SELECTED PASSAGE:

-=-=-

After months of defiance and pandemic controversy, British Prime Minister Boris Johnson is expected to resign on Thursday.
Media reports from the UK are speculating that Mr Johnson, 58, will stand down imminently but remain in the top job until the northern autumn as the Conservatives begin their search for a new leader.
Despite surviving a vote of no confidence in Parliament last month, Mr Johnson’s move comes after abandoned by newly appointed ministers and more than 50 others in the past two days.
With eight ministers, including two secretaries of state, resigning within two hours on Thursday, an isolated and powerless Mr Johnson was set to bow to the inevitable.
It followed the spectacular resignation of more than 40 ministers and aides who quit in one day on Wednesday, even as Mr Johnson dug in his heels and refused to budge.
Britain’s new finance minister Nadhim Zahawi told Mr Johnson to resign less than 48 hours after the PM promoted him, saying the crisis engulfing the government would only get worse.
“This is not sustainable and it will only get worse, for you, for the Conservative Party and most importantly of all the country,” Zahawi tweeted.
“You must do the right thing and go now.”
Mr Johnson’s colleagues said he was not fit to be in charge after a series of scandals, while dozens in his Conservative Party are in open revolt.
Under Tory party rules Mr Johnson is protected as leader for another 11 months from a new vote. But some lawmakers are seeking to change those rules and his frustrated colleagues are bringing things to a head by trying to force his departure from the top job.
The rebellion follows yet another scandal in which Mr Johnson appointed a lawmaker to a key role, even after he was briefed that the politician had been the subject of complaints about sexual misconduct.

-=-=-

SUPPLIED INFORMATION:

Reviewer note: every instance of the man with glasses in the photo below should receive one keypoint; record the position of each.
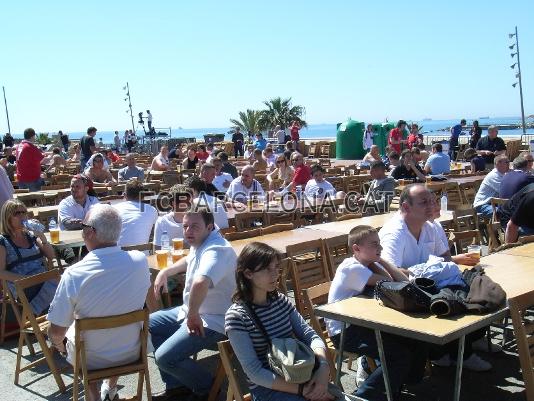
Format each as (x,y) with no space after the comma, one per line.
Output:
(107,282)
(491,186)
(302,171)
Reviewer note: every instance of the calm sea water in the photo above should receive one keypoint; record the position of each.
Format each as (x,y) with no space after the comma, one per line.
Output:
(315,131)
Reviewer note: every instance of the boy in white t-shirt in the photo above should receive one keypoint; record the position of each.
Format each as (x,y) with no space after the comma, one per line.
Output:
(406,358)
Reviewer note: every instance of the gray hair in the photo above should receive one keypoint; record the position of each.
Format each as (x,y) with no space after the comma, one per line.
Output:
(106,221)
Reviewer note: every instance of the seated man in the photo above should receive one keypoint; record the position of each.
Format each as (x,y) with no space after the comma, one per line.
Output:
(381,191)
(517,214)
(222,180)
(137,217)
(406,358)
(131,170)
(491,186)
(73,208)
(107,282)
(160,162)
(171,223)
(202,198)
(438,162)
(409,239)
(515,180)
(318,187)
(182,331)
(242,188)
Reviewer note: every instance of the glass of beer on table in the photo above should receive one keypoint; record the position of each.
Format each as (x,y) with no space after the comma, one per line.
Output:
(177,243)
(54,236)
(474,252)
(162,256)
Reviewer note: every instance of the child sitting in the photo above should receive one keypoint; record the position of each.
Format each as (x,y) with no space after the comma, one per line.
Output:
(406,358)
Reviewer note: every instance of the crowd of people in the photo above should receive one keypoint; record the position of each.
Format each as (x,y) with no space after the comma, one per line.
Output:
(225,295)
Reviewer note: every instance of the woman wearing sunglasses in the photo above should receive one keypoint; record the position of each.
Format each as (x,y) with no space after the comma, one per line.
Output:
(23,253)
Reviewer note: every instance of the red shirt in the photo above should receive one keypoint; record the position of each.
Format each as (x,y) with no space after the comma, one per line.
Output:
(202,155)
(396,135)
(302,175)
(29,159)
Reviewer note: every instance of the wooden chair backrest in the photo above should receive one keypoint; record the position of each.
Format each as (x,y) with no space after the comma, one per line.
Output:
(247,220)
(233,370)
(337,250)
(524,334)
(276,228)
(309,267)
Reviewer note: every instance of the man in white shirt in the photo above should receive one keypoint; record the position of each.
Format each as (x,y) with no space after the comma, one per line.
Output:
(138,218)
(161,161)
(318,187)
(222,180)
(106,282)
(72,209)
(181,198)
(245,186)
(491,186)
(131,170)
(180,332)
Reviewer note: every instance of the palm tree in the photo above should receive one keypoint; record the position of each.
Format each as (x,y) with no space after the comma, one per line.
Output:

-=-=-

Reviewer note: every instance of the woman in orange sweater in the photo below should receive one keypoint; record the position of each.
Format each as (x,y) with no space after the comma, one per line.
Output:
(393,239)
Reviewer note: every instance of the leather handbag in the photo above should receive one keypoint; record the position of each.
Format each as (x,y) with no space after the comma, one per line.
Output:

-=-=-

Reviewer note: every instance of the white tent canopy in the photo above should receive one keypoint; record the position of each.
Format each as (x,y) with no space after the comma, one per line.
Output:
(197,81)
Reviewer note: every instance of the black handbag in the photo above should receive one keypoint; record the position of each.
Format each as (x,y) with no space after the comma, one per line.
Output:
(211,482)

-=-=-

REQUIRED ACTION:
Repeat, word for word, the part of the article above on Boris Johnson's expected resignation, starting with "Mr Johnson’s colleagues" and going on through "the top job.".

SOLVED EXERCISE:
Mr Johnson’s colleagues said he was not fit to be in charge after a series of scandals, while dozens in his Conservative Party are in open revolt.
Under Tory party rules Mr Johnson is protected as leader for another 11 months from a new vote. But some lawmakers are seeking to change those rules and his frustrated colleagues are bringing things to a head by trying to force his departure from the top job.